Region pointing data:
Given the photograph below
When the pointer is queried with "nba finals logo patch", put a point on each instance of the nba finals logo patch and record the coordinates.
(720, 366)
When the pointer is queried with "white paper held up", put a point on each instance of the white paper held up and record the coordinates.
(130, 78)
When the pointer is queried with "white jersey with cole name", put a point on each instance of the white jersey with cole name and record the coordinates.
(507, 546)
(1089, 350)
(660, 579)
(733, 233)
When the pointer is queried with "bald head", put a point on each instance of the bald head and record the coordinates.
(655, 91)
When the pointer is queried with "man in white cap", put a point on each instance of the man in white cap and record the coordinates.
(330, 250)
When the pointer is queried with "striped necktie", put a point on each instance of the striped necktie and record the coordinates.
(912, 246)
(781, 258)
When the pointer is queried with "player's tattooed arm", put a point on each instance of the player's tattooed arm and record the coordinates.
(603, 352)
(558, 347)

...

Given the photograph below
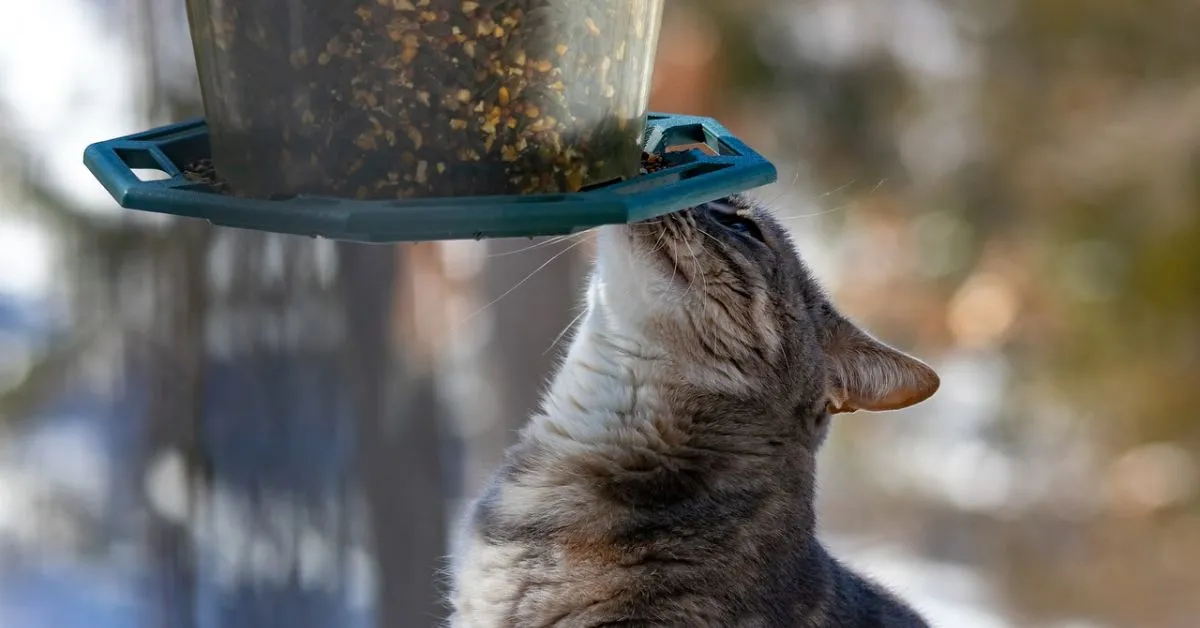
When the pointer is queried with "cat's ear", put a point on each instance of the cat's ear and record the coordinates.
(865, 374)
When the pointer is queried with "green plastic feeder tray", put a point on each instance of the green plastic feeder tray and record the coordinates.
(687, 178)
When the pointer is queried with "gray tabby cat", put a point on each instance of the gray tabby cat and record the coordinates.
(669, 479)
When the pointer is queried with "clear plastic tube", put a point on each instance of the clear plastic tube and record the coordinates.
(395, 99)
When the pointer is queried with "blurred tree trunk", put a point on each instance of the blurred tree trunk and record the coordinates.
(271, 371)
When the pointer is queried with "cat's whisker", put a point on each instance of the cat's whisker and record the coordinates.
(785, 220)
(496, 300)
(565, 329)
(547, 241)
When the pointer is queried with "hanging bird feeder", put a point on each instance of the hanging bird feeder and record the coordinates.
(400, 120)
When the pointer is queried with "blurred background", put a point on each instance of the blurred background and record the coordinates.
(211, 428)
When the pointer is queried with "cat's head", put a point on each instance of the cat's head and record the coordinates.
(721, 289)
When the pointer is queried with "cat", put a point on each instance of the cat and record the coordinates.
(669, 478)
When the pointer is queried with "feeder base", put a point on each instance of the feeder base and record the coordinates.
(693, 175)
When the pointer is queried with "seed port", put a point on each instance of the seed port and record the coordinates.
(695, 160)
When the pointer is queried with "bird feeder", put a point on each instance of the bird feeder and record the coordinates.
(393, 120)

---

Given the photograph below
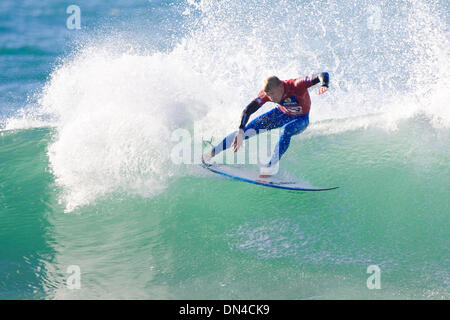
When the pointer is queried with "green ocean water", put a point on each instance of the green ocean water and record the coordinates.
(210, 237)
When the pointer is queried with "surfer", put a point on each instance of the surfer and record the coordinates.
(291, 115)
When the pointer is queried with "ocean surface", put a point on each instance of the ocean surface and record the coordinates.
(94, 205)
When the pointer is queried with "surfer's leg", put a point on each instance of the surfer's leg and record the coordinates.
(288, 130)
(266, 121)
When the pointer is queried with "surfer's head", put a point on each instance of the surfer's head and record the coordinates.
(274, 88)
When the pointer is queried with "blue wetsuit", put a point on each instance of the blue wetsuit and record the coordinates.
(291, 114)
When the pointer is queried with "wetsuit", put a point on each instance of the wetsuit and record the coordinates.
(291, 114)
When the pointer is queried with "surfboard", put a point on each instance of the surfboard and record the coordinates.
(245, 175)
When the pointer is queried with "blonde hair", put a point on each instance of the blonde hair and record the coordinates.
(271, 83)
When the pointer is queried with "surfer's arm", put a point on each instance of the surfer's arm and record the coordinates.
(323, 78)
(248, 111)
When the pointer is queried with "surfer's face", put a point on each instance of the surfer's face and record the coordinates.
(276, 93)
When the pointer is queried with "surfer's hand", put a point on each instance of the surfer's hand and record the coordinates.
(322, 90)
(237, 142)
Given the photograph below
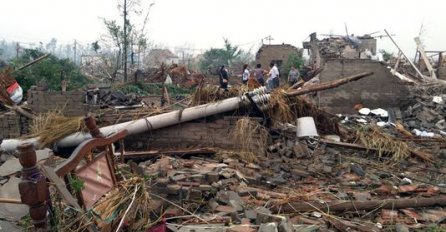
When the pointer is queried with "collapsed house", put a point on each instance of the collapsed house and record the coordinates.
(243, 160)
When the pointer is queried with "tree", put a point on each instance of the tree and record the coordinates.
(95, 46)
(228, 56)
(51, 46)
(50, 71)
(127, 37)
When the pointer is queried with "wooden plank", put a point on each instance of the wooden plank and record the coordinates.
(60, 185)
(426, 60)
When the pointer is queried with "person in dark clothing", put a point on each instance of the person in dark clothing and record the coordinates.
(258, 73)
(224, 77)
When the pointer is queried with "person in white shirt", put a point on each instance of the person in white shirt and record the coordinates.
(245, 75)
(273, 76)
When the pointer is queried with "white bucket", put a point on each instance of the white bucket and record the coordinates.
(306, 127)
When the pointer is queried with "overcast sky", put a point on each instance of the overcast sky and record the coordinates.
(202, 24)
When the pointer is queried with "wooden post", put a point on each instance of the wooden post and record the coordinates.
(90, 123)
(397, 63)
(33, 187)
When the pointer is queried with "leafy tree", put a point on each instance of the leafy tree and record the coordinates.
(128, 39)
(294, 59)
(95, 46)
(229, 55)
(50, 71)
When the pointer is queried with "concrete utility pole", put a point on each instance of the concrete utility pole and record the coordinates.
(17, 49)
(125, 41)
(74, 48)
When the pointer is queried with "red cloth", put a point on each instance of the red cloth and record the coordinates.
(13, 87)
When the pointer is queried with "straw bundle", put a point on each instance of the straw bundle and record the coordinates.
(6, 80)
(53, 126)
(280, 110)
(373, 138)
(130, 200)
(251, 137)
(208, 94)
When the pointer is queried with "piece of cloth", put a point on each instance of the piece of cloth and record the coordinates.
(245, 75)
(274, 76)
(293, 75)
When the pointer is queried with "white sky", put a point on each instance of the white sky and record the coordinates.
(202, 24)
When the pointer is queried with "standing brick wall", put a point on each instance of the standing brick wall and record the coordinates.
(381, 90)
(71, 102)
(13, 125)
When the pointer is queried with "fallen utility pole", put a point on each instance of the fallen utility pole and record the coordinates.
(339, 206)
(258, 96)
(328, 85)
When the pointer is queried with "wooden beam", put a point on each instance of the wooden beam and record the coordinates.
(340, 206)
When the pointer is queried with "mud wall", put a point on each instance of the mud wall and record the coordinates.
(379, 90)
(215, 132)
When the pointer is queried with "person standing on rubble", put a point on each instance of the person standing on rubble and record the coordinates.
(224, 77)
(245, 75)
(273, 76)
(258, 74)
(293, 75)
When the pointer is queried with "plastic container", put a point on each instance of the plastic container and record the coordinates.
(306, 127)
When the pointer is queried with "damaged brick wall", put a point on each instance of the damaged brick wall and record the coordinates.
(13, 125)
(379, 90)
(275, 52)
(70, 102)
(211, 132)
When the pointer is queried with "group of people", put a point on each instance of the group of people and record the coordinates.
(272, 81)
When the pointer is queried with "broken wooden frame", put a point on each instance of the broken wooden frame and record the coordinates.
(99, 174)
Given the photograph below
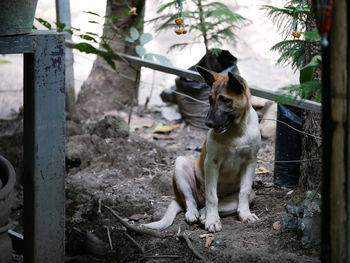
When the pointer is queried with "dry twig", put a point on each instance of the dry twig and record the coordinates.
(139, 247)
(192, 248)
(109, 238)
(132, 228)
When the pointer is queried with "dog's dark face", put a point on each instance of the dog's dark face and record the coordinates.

▶ **What to do**
Print nothing except the lines above from the one containing "damaged brick wall and record the coordinates." down to the one containing "dark face and record the coordinates.", both included, exactly as written and free of pictures.

▶ **Answer to this task**
When the pointer is queried with "damaged brick wall", put a point on each instance of the damaged brick wall and record the coordinates.
(13, 125)
(379, 90)
(275, 52)
(70, 102)
(211, 132)
When the pointer is queried with "group of people", put a point on each instance of the group of people and record the coordinates.
(272, 81)
When the pointer is queried with "broken wooden frame", put a point on each instance of the broken wooden frame and record the coordinates.
(99, 174)
Given the photograph below
When the pointer is queried with "dry twig", put a point on each instance of the dry twig and record the coordinates.
(139, 247)
(192, 248)
(109, 238)
(132, 228)
When the pointer is queried with "dog's dark face", put a point on each instance of the dog's dark face and record the coordinates.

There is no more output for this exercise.